[Records supplied — start]

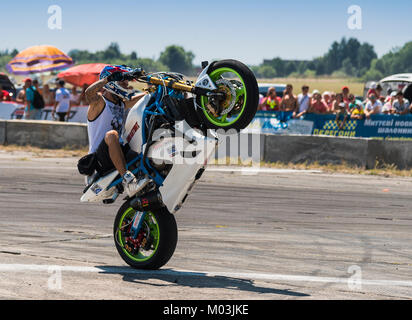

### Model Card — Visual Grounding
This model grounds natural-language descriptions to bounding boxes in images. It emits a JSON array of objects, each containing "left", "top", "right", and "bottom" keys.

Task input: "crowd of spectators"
[
  {"left": 258, "top": 83, "right": 412, "bottom": 123},
  {"left": 8, "top": 78, "right": 89, "bottom": 121}
]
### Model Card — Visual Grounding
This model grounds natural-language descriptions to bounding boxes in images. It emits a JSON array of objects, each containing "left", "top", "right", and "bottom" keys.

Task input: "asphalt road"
[{"left": 0, "top": 151, "right": 411, "bottom": 300}]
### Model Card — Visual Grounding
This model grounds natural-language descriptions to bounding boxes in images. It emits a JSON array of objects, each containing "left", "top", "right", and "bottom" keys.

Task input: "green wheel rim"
[
  {"left": 117, "top": 207, "right": 160, "bottom": 262},
  {"left": 200, "top": 67, "right": 247, "bottom": 127}
]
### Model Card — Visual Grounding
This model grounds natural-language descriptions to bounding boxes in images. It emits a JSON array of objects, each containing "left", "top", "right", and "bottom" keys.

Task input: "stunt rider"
[{"left": 85, "top": 65, "right": 147, "bottom": 197}]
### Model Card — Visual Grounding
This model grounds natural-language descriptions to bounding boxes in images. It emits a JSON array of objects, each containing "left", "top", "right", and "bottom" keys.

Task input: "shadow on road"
[{"left": 96, "top": 266, "right": 309, "bottom": 297}]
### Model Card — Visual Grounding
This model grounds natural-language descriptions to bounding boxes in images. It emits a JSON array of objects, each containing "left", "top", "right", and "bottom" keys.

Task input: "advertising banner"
[{"left": 247, "top": 111, "right": 412, "bottom": 139}]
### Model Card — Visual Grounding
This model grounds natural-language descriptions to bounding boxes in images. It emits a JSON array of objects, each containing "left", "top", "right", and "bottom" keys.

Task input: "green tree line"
[{"left": 1, "top": 39, "right": 412, "bottom": 82}]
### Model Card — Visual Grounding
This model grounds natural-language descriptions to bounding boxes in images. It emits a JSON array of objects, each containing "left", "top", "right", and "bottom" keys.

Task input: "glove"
[
  {"left": 106, "top": 71, "right": 125, "bottom": 82},
  {"left": 123, "top": 68, "right": 143, "bottom": 81}
]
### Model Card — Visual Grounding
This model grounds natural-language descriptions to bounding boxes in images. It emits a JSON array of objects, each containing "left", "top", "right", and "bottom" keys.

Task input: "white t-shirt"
[
  {"left": 87, "top": 96, "right": 125, "bottom": 153},
  {"left": 55, "top": 88, "right": 71, "bottom": 113},
  {"left": 297, "top": 93, "right": 310, "bottom": 113},
  {"left": 365, "top": 100, "right": 382, "bottom": 113}
]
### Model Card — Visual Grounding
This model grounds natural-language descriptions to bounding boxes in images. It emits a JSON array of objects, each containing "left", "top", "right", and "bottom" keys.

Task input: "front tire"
[
  {"left": 196, "top": 59, "right": 259, "bottom": 131},
  {"left": 113, "top": 200, "right": 178, "bottom": 270}
]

[Records supplied — finish]

> [Work to complete] In the answer, the entries should be restated verbatim, with all pictures omitted.

> [Solution to this problem]
### Model Card — Visual Grounding
This model grounds natural-language descriptions to bounding boxes in images. It emits a JSON array of objects, each containing "left", "top", "right", and "bottom" keys.

Task input: "crowd of spectators"
[
  {"left": 258, "top": 83, "right": 412, "bottom": 123},
  {"left": 8, "top": 78, "right": 89, "bottom": 121}
]
### Model Card — Visual Grounding
This model grounds natural-language descriptions to bounding boxes in images. It emits a JSON array of objects, each containing "left", "top", "right", and "bottom" keys.

Task input: "asphalt road"
[{"left": 0, "top": 151, "right": 411, "bottom": 300}]
### Model Card — Visual Grounding
This model grounds natural-language descriptions to bounding boxes in images. It emits a JSON array of objects, each containing "left", "top", "right", and "bottom" keys.

Task input: "green wheel rim"
[
  {"left": 117, "top": 207, "right": 160, "bottom": 262},
  {"left": 200, "top": 67, "right": 247, "bottom": 127}
]
### Model Card — Visual Grounding
This model grounds natural-language descriptions to bounding boxes in images. It emits a JSON array of objects, each containing "left", "top", "right", and "bottom" keys.

Task input: "stunt rider"
[{"left": 85, "top": 65, "right": 147, "bottom": 197}]
### Model Card — Visual Grounding
This model grounds natural-language descriptions to bounding boxes in images. It emits a JSON array of objects, each containing "left", "top", "right", and "bottom" keys.

Task input: "shadow on road"
[{"left": 96, "top": 266, "right": 309, "bottom": 297}]
### Model Card — Visual Grounding
This model grounds natural-language descriptions to bounding boxes in images. It emits a JSON array of objects, each containing "left", "top", "right", and "bottom" keys.

Task input: "advertising banner"
[{"left": 247, "top": 111, "right": 412, "bottom": 139}]
### Model Card — Visual Grounding
This model grounds natural-language descriptions to bounding boxes in images. It emits a JSON array of objects, each containing "left", "top", "right", and "bottom" keys.

Task input: "green tree line"
[{"left": 1, "top": 39, "right": 412, "bottom": 82}]
### Model Card — Visual Grounding
This model grounds natural-language descriptions to bounding boxes in images. It emits a JSON array of objects, each containing "left", "top", "right", and "bottom" keys.

Task input: "glove"
[
  {"left": 106, "top": 71, "right": 125, "bottom": 82},
  {"left": 123, "top": 68, "right": 143, "bottom": 81}
]
### Model Card — Visual Grounding
This model grounds natural-language descriptions to bounding boxes in images. It emits a JSON array of objects, each containing "left", "top", "right", and "bottom" keys.

Task input: "white t-shirt"
[
  {"left": 87, "top": 96, "right": 125, "bottom": 153},
  {"left": 55, "top": 88, "right": 71, "bottom": 113},
  {"left": 297, "top": 93, "right": 310, "bottom": 113},
  {"left": 365, "top": 100, "right": 382, "bottom": 113}
]
### Model Card — Visual Grounding
This model grounds natural-language descriptions to bounding boxes in images. It emits a JSON array of objects, each containing "left", "top", "right", and "bottom" keys.

Task input: "front tire"
[
  {"left": 196, "top": 59, "right": 259, "bottom": 131},
  {"left": 113, "top": 200, "right": 178, "bottom": 270}
]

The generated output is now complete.